Desafio:
Responda com base no texto sobre a bolsa sem alta frequência:
(a) Em que veículo e em que data o texto foi publicado?
(b) Por quais preços você decide, de início, comprar e vender a ação?
(c) Depois de reformular a faixa de cotações, por quanto você passa a comprar e a vender?

Texto de leitura:

------------------------------------------------

Uma bolsa sem a alta frequência

Postado por Ricardo Schwalfemberg, planejador Life Finanças Pessoais

mercadoMarcelo d’Agosto aborda a tentativa da BM&FBovespa de conciliar o interesse de especuladores com o de investidores comuns e acredita ser fundamental que haja alinhamento de interesses entre os intermediários e as bolsas.

Valor Econômico – SP – 29/04/2014

29/04/2014 às 05h00

 

Por Marcelo d’Agosto

Imagine que você seja obrigado a estabelecer preços de compra e venda para uma determinada ação. Mas com o agravante de não ter nenhuma convicção se é melhor montar uma carteira com esse ativo ou se desfazer da posição.

 

Sem saber ao certo o valor de mercado do papel e pressionado para definir cotações, você decide comprar por R$ 21 e vender por R$ 22. Em seguida, alguém aparece para negociar e propõe um intervalo mais apertado: compra a R$ 21,10 e venda a R$ 21,40. Você desconfia. E reformula sua faixa de cotações. Agora você compra a R$ 21,35 e vende a R$ 21,75.

------------------------------------------------

Trecho de origem:
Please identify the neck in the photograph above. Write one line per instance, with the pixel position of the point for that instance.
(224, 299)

------------------------------------------------

Resposta abaixo:
(a) No Valor Econômico (SP), em 29/04/2014.
(b) Compra por R$ 21 e venda por R$ 22.
(c) Compra a R$ 21,35 e venda a R$ 21,75.